### Information provided:
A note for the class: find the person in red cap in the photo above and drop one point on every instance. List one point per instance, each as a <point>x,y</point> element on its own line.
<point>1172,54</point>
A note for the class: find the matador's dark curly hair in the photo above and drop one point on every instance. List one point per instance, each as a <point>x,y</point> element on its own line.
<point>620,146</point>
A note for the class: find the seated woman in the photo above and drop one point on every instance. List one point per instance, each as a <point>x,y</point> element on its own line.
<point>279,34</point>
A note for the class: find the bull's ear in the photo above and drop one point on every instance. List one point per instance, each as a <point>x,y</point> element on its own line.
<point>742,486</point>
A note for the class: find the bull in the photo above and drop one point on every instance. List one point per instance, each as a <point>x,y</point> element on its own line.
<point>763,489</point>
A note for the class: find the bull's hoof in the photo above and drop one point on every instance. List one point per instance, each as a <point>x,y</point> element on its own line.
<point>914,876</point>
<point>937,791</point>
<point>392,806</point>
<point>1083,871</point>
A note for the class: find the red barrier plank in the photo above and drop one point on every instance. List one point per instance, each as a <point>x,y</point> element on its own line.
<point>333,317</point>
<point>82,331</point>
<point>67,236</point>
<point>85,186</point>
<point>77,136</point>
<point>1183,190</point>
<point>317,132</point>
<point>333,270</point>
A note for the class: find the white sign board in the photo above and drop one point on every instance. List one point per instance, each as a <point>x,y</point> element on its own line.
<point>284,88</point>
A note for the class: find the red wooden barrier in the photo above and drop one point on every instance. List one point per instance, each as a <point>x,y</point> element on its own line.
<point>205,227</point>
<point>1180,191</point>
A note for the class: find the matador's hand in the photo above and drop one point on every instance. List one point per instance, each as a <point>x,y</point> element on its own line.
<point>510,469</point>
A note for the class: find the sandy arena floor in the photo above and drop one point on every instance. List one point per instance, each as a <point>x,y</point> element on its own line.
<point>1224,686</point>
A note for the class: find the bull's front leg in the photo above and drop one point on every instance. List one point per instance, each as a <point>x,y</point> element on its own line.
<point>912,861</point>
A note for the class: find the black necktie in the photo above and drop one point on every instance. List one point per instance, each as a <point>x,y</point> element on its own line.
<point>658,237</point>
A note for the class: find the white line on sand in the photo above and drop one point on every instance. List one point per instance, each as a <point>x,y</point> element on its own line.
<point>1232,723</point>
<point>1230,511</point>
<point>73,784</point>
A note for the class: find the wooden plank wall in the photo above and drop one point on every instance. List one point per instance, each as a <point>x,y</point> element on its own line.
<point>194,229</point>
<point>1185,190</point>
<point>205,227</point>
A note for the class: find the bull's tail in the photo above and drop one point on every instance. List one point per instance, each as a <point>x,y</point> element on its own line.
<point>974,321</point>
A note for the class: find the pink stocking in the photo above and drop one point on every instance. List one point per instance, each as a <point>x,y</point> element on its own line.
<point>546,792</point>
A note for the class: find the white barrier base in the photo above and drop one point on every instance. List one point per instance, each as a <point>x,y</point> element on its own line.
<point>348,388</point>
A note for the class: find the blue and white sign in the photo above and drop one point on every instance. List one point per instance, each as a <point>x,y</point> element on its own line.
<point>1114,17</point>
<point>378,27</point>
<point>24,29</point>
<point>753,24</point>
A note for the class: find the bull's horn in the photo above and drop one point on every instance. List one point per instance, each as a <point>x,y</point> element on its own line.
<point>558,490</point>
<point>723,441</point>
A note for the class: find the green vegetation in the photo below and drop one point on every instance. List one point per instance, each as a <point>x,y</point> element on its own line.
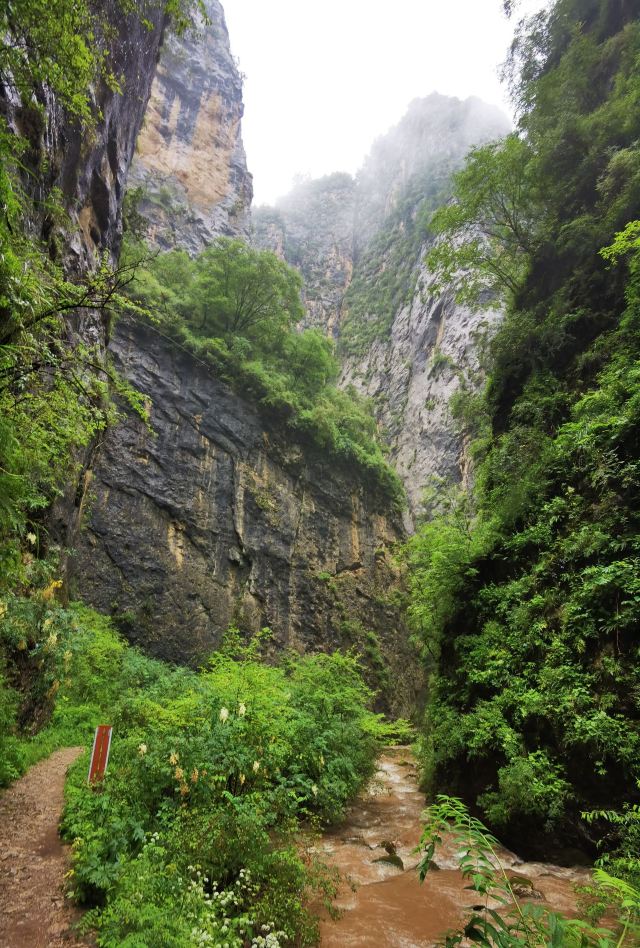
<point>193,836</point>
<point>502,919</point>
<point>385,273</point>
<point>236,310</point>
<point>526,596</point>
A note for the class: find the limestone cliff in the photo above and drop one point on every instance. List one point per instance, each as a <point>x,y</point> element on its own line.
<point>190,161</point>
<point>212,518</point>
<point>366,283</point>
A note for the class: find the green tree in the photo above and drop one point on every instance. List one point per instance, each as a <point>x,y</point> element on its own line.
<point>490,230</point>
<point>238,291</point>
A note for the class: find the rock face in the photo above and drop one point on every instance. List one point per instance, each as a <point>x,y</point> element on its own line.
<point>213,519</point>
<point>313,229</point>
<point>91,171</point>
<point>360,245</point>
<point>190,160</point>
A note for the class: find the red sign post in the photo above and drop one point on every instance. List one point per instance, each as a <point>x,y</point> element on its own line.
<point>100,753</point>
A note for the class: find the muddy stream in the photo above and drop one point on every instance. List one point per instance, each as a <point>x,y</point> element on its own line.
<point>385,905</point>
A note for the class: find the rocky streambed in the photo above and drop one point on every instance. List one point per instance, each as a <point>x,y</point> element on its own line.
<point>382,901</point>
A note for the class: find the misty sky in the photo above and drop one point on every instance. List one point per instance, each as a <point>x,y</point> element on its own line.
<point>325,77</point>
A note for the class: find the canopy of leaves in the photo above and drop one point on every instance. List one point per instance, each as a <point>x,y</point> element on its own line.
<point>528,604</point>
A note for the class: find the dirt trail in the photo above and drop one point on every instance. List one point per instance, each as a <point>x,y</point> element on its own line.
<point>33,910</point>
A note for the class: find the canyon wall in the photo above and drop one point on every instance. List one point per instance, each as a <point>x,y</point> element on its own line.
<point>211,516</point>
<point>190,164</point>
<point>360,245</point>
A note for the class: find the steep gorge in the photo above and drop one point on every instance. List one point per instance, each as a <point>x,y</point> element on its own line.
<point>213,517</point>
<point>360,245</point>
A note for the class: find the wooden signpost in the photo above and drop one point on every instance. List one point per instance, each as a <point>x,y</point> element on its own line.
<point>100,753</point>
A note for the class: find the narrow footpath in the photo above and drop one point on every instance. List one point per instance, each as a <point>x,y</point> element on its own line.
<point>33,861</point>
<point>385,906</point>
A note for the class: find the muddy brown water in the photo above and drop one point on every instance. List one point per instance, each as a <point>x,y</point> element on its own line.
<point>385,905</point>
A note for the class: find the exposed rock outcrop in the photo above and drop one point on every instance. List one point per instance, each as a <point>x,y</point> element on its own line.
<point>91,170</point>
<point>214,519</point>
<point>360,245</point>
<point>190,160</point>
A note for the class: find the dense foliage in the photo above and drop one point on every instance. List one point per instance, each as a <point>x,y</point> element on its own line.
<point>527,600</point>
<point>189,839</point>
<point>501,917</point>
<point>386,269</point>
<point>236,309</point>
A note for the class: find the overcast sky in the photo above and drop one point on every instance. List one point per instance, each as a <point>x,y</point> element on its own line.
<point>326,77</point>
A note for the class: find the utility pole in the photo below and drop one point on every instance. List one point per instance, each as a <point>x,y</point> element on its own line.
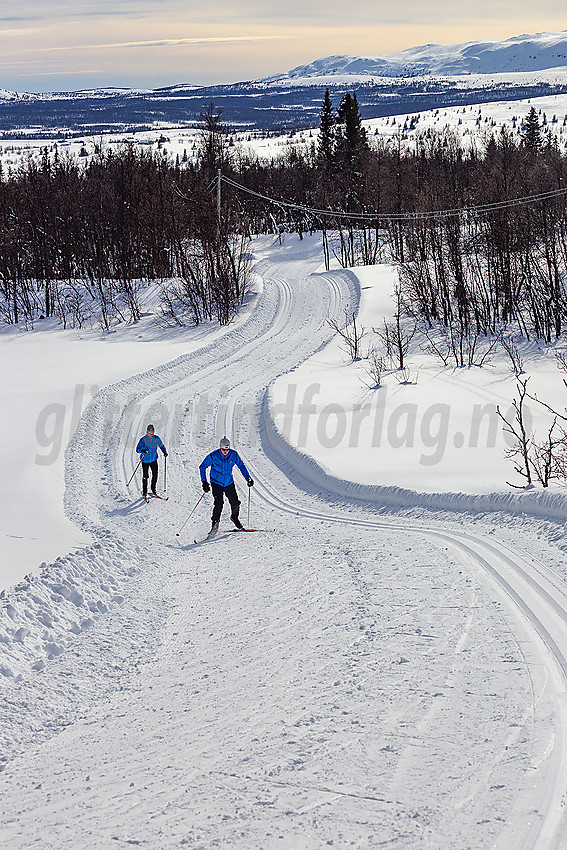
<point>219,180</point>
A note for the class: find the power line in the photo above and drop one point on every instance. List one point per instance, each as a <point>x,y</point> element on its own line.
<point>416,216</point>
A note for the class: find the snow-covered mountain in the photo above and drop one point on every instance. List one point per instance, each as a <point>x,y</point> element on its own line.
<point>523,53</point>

### Description of the task:
No pictures belong in the copy; quote exactly the lines from the line containing "A note for the class: find the utility" through the final line of the material, both ends included.

### Response for this exercise:
A note for the class: find the utility pole in the photo below and drop one point on every instance. List one point per instance, each as a <point>x,y</point> element on its own line.
<point>219,180</point>
A note for the class: find the power line in the photo above and drop one point on every instance. List one point per instance, each as a <point>x,y</point> element on its own line.
<point>416,216</point>
A note for the class: find the snow-covered mountain in the photo above and drop one point on every instance. List one point per instance, each as a <point>x,y</point> element on its own line.
<point>523,53</point>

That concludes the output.